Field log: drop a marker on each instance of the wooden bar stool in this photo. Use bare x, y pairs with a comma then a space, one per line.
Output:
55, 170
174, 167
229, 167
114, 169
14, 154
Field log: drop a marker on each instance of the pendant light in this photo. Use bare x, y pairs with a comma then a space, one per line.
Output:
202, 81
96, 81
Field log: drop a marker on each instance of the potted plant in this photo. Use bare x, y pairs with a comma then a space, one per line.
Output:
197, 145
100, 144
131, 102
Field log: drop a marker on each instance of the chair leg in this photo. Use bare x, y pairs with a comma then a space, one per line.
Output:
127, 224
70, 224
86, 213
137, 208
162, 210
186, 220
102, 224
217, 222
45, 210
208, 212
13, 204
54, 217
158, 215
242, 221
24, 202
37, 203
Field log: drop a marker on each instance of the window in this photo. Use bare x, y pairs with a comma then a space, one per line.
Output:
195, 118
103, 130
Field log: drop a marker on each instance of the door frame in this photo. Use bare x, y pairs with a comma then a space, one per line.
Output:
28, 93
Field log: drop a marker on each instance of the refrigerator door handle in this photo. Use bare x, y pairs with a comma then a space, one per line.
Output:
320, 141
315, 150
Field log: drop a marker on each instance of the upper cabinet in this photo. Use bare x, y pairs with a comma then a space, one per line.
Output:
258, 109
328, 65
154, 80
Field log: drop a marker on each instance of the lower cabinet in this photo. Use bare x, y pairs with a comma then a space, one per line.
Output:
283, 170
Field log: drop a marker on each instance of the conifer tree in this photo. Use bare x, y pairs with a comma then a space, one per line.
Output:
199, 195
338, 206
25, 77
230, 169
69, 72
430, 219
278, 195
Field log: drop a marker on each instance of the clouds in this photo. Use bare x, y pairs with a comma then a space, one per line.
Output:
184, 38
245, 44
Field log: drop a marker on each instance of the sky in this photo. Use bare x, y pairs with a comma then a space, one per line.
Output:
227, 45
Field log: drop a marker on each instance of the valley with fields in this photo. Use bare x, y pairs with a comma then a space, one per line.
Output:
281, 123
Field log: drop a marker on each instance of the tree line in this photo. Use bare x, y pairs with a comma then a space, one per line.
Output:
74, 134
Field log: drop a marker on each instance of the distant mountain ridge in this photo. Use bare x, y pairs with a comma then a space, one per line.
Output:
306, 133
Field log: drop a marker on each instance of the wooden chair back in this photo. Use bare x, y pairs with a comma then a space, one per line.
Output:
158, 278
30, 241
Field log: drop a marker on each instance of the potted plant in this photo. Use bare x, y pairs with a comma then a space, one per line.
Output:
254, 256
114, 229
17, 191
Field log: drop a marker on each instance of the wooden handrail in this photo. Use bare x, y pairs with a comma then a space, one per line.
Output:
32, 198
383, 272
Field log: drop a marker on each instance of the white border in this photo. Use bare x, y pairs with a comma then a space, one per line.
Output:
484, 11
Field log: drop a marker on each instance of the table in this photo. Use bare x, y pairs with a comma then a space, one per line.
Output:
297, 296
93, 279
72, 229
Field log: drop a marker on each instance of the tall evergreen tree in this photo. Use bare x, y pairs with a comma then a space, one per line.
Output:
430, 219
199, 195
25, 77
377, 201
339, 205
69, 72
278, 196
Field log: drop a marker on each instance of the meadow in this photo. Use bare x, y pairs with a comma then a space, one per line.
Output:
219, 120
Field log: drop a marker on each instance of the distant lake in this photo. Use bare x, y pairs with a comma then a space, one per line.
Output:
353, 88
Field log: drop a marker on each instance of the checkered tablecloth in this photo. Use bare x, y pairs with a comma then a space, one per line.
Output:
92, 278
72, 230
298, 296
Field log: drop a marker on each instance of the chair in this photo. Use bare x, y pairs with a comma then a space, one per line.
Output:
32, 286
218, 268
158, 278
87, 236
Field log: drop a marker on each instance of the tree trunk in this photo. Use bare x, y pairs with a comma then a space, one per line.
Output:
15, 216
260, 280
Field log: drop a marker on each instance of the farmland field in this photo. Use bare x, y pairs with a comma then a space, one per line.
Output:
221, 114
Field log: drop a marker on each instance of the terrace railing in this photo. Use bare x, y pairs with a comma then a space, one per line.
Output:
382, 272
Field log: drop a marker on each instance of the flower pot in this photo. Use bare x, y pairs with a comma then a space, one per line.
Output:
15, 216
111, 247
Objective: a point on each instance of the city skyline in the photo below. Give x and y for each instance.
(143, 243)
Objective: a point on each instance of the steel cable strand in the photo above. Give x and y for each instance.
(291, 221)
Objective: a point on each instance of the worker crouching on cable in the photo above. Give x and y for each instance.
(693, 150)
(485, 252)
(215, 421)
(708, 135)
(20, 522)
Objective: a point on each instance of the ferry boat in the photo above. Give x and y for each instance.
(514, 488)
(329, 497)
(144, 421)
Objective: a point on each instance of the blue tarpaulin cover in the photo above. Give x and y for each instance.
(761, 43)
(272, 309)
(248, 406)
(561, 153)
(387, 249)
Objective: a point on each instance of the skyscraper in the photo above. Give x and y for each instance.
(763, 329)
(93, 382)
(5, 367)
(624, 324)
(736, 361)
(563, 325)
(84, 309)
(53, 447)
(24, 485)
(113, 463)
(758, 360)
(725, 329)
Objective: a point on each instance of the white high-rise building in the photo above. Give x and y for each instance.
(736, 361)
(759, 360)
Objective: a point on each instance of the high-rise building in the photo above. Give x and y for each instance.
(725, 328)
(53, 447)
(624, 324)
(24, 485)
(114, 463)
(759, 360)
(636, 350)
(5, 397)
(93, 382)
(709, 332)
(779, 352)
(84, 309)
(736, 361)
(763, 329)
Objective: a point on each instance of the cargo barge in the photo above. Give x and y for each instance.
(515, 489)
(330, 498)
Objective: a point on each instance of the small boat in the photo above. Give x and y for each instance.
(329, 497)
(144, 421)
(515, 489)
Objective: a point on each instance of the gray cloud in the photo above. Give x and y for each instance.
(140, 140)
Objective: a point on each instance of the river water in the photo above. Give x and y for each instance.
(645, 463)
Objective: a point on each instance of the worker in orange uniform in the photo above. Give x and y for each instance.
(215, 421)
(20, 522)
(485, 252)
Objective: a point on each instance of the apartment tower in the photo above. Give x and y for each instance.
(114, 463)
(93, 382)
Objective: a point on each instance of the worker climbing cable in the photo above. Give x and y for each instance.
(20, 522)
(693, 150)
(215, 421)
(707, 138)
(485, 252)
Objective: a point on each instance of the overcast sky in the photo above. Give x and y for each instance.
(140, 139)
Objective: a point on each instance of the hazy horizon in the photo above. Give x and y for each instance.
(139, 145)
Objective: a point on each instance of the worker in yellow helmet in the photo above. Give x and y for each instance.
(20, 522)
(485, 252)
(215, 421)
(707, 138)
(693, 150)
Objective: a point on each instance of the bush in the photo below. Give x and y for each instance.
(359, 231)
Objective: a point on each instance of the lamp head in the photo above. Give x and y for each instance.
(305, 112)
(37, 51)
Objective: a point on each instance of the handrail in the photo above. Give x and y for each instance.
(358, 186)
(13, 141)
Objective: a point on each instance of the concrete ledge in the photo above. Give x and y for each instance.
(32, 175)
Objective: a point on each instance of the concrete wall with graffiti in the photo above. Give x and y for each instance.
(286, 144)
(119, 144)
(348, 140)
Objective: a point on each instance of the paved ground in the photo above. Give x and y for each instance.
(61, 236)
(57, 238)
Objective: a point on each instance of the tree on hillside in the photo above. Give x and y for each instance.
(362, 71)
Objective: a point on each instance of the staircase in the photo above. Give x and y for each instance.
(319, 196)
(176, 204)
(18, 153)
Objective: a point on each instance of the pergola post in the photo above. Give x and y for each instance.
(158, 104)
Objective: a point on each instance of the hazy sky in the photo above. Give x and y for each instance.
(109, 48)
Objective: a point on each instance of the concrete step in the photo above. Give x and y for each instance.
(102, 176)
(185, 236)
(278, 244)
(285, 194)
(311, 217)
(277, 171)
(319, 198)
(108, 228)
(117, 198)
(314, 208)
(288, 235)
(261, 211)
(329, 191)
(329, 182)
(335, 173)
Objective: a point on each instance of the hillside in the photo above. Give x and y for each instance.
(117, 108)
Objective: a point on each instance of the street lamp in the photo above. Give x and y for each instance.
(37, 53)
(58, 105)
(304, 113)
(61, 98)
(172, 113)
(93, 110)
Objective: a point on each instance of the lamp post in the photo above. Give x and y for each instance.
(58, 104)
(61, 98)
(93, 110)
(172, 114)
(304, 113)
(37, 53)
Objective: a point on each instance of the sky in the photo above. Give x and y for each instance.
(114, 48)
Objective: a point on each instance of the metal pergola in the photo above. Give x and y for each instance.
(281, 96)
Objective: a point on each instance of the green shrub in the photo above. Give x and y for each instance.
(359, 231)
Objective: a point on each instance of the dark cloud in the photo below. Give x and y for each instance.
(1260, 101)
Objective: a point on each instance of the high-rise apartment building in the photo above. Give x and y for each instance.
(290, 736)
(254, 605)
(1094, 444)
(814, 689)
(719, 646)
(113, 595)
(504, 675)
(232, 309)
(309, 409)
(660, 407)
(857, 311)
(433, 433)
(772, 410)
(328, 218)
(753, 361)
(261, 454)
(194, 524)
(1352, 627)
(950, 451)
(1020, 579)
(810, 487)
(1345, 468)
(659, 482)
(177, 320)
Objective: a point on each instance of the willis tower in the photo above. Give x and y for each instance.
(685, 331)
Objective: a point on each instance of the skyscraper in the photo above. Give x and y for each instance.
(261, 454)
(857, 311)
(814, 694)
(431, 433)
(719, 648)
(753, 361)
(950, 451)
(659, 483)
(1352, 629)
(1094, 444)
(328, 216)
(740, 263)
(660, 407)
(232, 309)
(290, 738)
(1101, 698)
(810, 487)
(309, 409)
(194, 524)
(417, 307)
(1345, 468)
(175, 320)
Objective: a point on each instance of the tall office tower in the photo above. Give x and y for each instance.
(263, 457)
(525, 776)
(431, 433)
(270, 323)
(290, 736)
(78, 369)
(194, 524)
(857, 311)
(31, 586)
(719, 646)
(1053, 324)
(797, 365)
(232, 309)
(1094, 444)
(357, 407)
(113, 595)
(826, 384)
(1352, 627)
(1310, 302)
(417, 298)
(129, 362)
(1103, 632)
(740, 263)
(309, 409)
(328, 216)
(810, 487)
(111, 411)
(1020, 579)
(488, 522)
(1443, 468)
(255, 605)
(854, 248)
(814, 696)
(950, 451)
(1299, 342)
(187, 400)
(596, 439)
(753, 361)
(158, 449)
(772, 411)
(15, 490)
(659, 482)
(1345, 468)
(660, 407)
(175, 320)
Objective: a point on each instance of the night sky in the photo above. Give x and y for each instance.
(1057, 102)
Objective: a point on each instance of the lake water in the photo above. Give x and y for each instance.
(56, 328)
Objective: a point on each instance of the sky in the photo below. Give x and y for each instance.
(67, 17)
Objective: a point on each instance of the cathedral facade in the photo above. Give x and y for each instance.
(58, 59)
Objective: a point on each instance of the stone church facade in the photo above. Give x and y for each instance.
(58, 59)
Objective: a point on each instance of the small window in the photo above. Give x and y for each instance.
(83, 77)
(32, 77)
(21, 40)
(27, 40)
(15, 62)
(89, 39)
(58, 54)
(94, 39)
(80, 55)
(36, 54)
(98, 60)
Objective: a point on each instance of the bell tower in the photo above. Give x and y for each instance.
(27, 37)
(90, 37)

Set exercise =>
Beginning at the line containing "Objective: a point on each instance of the night", repeat each line exactly through the last line of the entries, and include no other lines.

Full output =>
Objective: a point on each instance of the night sky in the photo above. Give x and y for each instance.
(1057, 102)
Objective: a point on each instance of the lake water in the photo above. Give x and y for each instance.
(56, 328)
Objective: a point on each instance of the sky in the photo below. Give x and y for each instance.
(67, 17)
Objective: a point on each instance of the cathedral facade in the photo above. Give x and y for each instance.
(58, 59)
Objective: a point on each instance of the stone church facade in the photo above. Give x and y for each instance.
(58, 59)
Objective: a point on each instance of the small window in the photo above. Give x and y for each instance.
(83, 77)
(32, 77)
(21, 40)
(27, 40)
(15, 62)
(89, 39)
(58, 54)
(94, 39)
(80, 55)
(36, 54)
(98, 60)
Objective: a point on each instance of the bell tower in the photo above. Give x and y for each instance.
(27, 37)
(90, 37)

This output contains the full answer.